→ **Text block**:
+--

# SV - Newbe question



## floridasteve (Jul 29, 2022)

I’ve been reading a lot and watching a lot of videos on SV.  I getting the concept of pasteurization , and that temp affect doneness and time affects tenderness.  But my problems so far has been too dry.  What controls juiciness?


----------



## Sven Svensson (Jul 29, 2022)

What’s too dry? Just wondering what you’re cooking?


----------



## Sven Svensson (Jul 29, 2022)

Sorry, I just saw your other post. It’s pork chops.


----------



## floridasteve (Jul 30, 2022)

Sven Svensson said:


> What’s too dry? Just wondering what you’re cooking?


My first attempt was chicken breasts.  They weren’t bad, but were a bit dry and and a little chewy.  My second attempt was eye or round steaks.  They were so dry I cut them into chunks and stuck them into the freezer to use in my next batch of pressure cooked stew.

I'm really just wanting to know the basics, so I can correct things that go wrong.


----------



## dr k (Jul 30, 2022)

I do more SV in the cooler months and mostly chucky's 130/48.  EOR is more hit and miss, being so lean even at 130/24-30. I have done strip and ribeye steaks at 130 to pasteurize for the thickness but then searing iit is a little less juicy so I just stuck with long soaks with cuts that have a lot of connective tissue to turn to gelatin and get super tender. I'm going to try the heating tables and select the slab, cylinder or sphere shapes for tender steaks  A slab shaped 2" strip/ribeye takes 3.5 hours to get within 1° of bath temp when bath is 110-175. So I'm going to try 120 bath to allow for a longer sear. Maybe rest after SV in freezer 15 min before searing to eliminate over cooked gray band under the sear.

+--

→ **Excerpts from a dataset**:
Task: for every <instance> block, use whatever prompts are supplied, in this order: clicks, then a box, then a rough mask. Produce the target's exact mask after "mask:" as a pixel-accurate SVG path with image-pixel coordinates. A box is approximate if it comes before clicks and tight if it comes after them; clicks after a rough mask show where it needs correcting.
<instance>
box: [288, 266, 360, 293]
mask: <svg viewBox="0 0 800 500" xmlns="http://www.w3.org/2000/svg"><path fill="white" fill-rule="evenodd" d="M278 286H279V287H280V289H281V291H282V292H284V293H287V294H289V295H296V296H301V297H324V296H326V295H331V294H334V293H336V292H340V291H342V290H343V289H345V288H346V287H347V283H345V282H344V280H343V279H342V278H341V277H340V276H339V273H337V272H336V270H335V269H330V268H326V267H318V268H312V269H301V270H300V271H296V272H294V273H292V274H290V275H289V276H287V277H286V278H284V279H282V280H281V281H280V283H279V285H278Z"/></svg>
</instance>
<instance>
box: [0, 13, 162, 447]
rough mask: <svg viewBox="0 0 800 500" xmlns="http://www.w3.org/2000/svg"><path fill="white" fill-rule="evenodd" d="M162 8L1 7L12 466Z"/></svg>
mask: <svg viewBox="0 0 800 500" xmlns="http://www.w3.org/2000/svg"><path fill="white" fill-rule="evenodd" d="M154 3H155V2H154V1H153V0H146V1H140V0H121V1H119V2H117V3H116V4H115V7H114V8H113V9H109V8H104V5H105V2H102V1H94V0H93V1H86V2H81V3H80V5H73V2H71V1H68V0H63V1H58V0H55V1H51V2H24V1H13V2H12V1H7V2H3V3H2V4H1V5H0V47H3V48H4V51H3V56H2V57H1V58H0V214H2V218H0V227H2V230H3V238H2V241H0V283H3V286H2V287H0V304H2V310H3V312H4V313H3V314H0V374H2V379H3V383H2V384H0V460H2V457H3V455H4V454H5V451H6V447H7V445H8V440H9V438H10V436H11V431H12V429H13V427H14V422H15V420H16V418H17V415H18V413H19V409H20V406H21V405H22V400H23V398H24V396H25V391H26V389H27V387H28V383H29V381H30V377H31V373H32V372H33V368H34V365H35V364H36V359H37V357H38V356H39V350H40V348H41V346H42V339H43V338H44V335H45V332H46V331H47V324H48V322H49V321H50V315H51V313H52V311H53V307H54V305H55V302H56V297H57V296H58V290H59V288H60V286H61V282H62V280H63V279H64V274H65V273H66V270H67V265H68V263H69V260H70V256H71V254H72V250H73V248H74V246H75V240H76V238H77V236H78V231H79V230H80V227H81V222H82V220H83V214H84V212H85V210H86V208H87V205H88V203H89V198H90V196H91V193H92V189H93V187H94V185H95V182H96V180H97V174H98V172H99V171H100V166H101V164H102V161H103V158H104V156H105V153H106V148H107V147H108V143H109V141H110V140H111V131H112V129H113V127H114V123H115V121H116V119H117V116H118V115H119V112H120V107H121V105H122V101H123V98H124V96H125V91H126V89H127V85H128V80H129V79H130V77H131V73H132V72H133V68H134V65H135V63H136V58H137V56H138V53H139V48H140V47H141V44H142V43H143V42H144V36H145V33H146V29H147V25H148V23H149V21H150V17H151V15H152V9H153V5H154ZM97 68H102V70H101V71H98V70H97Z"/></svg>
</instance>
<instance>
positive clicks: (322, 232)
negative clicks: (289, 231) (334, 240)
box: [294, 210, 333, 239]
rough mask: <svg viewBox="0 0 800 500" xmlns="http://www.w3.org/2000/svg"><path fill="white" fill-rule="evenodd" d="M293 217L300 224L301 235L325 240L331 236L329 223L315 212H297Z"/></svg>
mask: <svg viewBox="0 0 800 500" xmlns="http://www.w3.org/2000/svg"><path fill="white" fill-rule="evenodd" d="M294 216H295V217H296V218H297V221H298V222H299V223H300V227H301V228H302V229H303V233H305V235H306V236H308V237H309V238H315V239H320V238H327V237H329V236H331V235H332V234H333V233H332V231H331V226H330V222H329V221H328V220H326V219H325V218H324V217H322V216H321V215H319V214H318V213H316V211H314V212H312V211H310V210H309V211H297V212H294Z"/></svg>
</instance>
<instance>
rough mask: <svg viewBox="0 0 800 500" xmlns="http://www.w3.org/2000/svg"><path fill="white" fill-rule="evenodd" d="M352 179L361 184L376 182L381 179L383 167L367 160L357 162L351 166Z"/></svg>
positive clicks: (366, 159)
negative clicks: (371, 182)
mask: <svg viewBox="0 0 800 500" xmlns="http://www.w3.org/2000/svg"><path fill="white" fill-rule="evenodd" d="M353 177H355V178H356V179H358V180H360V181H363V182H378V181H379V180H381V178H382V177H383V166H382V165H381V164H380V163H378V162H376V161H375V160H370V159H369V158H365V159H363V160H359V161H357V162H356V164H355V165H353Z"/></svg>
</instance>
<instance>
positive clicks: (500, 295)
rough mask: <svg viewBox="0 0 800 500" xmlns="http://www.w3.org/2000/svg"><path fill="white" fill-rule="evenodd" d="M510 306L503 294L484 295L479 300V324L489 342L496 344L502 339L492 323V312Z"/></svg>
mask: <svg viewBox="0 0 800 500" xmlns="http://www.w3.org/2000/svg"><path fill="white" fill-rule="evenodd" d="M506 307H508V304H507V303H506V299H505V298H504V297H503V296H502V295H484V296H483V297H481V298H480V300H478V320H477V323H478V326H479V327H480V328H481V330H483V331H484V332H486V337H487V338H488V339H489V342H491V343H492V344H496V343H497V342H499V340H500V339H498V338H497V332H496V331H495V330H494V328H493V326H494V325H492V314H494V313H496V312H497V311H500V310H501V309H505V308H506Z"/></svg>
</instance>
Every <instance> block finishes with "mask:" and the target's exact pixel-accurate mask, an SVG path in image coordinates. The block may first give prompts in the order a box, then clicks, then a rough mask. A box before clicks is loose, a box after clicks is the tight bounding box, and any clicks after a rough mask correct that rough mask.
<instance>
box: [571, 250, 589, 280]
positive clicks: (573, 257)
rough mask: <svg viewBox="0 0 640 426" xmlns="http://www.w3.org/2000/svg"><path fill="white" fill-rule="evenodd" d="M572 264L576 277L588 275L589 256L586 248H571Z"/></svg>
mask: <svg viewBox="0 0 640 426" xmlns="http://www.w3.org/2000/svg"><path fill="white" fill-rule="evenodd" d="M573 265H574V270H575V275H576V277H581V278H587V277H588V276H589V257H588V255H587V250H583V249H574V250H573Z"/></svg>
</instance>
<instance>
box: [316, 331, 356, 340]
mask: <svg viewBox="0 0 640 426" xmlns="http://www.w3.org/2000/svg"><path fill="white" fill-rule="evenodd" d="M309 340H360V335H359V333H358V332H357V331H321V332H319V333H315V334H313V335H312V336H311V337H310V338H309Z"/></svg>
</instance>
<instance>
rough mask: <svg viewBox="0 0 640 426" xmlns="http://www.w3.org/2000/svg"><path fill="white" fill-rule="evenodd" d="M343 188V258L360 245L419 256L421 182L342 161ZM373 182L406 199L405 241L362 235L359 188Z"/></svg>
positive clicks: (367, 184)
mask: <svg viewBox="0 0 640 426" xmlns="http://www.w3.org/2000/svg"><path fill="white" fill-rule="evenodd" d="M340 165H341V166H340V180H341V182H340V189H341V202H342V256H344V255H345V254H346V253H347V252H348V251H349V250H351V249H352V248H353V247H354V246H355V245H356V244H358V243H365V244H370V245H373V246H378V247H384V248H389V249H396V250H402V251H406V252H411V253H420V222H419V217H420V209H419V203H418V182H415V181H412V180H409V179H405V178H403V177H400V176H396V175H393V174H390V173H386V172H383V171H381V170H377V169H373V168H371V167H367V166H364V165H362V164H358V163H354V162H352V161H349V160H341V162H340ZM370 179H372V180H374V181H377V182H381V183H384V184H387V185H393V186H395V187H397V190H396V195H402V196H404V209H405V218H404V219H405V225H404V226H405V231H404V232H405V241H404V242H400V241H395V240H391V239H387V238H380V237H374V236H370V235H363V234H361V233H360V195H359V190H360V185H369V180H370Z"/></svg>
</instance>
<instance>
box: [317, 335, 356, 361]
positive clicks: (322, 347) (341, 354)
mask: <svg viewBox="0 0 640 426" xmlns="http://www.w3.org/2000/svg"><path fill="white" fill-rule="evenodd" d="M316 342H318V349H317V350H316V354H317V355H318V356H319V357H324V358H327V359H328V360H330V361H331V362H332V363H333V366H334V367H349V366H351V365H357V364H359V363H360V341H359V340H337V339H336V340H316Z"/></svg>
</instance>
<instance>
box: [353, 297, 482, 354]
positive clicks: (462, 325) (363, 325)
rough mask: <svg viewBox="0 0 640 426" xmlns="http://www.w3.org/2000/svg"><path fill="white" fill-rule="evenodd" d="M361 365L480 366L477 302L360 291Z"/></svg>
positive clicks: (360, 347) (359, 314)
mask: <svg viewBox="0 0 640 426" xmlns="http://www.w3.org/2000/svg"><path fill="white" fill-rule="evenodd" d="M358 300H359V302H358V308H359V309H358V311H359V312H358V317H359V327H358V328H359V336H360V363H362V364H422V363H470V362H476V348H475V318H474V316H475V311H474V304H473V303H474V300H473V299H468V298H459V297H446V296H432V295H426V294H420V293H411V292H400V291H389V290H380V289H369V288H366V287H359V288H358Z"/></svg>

+--

→ **Goal of the exercise**: Name each distinct username that posts in the sous vide forum thread above.

→ **Answer section**: floridasteve, Sven Svensson, dr k